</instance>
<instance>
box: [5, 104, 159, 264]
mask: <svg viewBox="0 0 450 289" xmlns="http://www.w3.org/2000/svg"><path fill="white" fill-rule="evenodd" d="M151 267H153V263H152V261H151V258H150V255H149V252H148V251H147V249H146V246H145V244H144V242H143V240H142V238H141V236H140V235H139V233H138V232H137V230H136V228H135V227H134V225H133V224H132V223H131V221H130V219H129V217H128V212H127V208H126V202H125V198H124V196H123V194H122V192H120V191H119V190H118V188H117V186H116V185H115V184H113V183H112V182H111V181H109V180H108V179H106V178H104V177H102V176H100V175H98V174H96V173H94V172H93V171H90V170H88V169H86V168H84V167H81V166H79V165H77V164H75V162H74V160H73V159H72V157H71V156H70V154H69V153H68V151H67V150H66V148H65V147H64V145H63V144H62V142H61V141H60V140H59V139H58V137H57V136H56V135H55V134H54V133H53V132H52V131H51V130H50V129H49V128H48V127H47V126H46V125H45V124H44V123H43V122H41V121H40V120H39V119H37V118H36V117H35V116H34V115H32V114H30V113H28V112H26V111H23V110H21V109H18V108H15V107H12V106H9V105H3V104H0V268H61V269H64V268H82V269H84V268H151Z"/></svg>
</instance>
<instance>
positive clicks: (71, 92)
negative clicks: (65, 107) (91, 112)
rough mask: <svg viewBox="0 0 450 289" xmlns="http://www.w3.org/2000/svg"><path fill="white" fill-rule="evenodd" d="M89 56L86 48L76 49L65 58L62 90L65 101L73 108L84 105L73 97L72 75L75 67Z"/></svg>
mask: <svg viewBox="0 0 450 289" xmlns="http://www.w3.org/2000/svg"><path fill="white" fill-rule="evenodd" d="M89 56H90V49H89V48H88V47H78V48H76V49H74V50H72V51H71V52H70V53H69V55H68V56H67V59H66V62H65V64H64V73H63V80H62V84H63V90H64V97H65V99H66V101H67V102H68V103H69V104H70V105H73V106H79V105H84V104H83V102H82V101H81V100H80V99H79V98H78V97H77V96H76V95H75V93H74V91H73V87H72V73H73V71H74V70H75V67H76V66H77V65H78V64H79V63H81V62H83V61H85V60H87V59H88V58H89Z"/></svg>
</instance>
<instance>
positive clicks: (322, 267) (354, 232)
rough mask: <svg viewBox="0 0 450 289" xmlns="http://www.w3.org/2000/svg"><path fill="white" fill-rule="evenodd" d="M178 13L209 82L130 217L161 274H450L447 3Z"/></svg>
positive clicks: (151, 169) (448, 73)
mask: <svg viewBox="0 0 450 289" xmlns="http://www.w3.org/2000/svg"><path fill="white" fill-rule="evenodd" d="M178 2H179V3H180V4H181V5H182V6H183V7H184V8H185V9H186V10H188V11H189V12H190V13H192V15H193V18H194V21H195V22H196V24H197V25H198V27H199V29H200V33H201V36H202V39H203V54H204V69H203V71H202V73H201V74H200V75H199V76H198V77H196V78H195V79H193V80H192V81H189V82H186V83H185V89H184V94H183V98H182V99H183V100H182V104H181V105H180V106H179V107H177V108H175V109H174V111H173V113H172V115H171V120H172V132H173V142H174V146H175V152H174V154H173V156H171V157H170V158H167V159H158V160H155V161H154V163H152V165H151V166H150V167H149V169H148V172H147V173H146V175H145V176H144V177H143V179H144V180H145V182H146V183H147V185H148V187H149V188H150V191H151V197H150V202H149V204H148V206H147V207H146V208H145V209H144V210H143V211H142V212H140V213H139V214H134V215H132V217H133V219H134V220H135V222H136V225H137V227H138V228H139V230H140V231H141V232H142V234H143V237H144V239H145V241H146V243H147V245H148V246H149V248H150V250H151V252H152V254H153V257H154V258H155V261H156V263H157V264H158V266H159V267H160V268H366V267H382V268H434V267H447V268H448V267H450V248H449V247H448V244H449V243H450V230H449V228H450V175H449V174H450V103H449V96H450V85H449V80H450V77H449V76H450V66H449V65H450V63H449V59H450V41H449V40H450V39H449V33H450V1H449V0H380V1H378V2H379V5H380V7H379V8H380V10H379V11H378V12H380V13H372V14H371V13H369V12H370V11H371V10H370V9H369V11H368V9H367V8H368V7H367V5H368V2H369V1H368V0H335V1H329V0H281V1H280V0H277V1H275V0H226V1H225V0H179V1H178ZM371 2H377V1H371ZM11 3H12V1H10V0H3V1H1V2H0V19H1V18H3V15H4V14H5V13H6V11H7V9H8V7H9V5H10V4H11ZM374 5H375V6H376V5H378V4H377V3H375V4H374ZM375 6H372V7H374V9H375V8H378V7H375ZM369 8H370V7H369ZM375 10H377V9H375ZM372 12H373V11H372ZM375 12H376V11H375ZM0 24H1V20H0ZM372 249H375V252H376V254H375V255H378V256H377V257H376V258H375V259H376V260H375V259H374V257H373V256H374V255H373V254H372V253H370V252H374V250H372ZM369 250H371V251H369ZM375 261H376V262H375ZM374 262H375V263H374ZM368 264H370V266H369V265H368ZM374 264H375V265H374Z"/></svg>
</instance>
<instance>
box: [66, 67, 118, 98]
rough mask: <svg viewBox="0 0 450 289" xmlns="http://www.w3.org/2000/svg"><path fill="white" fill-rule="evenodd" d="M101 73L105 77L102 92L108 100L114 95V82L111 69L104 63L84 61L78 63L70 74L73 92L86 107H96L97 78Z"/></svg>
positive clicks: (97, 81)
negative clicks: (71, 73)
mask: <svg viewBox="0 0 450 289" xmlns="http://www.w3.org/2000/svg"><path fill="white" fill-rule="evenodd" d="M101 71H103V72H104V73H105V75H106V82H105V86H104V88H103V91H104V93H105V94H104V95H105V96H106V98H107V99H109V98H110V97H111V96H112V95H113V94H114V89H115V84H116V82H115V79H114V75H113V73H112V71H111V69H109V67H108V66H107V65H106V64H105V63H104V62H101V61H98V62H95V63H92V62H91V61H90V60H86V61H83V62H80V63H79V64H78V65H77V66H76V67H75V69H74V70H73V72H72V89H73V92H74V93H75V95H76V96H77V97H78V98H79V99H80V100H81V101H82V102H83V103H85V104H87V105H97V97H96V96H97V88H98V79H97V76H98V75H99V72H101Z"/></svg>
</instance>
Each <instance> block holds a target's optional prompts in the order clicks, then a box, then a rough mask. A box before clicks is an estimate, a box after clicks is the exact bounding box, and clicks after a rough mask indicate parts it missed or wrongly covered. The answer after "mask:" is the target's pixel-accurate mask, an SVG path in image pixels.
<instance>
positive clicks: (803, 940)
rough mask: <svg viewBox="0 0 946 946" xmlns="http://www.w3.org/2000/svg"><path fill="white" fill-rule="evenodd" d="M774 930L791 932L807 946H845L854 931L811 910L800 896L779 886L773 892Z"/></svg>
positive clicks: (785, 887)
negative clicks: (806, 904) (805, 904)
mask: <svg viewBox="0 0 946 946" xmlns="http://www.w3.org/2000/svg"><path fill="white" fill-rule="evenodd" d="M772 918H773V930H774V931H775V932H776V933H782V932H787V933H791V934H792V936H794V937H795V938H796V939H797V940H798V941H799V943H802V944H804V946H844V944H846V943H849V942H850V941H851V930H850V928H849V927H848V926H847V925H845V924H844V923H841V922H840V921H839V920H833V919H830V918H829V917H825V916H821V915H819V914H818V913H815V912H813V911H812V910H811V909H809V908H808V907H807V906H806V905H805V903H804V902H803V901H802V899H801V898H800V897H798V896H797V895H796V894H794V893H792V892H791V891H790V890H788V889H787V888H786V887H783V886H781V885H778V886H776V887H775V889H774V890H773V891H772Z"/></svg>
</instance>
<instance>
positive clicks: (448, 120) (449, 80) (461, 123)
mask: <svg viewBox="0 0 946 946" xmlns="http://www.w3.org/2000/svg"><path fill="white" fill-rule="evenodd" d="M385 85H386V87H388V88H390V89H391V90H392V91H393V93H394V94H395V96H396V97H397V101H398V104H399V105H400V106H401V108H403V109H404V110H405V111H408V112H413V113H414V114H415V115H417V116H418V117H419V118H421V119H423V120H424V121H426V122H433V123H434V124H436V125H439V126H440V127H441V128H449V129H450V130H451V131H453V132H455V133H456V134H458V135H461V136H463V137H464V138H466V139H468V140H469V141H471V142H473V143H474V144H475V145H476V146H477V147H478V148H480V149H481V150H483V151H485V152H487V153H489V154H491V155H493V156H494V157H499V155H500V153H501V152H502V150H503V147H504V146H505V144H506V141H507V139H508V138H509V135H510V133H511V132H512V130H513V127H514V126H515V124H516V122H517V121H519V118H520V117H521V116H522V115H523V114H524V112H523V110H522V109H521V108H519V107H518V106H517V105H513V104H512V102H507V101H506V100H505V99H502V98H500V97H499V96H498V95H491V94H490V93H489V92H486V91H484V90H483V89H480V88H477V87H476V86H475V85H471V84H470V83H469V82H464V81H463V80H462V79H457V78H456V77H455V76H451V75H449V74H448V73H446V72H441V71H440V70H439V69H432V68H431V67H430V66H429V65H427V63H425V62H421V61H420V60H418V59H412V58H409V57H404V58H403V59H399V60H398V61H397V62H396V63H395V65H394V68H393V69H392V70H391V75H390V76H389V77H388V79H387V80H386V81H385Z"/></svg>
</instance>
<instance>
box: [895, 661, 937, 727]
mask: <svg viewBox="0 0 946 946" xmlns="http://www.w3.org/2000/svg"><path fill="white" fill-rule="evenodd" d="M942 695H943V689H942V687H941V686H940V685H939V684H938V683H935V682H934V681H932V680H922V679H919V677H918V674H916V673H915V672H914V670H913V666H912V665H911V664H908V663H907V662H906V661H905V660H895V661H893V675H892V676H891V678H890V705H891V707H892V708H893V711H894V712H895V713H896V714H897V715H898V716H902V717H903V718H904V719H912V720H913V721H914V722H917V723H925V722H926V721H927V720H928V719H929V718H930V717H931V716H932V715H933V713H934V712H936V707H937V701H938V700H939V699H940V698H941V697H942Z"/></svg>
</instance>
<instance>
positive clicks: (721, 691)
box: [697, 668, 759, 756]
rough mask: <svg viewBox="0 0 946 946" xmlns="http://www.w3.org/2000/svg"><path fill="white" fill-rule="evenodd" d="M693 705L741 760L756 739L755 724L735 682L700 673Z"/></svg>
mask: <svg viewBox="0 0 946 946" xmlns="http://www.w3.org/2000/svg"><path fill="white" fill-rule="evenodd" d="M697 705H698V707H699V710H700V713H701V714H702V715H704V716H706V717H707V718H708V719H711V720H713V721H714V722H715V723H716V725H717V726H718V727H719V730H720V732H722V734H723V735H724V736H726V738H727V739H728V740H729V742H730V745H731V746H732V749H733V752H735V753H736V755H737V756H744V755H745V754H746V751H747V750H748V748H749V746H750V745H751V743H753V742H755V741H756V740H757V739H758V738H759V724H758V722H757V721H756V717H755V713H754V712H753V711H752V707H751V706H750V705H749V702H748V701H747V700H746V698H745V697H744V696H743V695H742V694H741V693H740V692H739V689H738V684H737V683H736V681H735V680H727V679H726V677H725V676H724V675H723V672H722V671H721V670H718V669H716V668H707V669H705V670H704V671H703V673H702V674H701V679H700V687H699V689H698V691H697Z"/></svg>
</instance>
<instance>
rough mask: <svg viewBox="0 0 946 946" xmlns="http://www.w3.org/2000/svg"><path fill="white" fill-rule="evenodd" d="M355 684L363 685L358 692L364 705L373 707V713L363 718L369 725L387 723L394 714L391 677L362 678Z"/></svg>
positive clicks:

::::::::

TASK INSTRUCTIONS:
How many lines in the material contain the string "negative", matching case exactly? Reply with the number alone.

EXERCISE RESPONSE:
3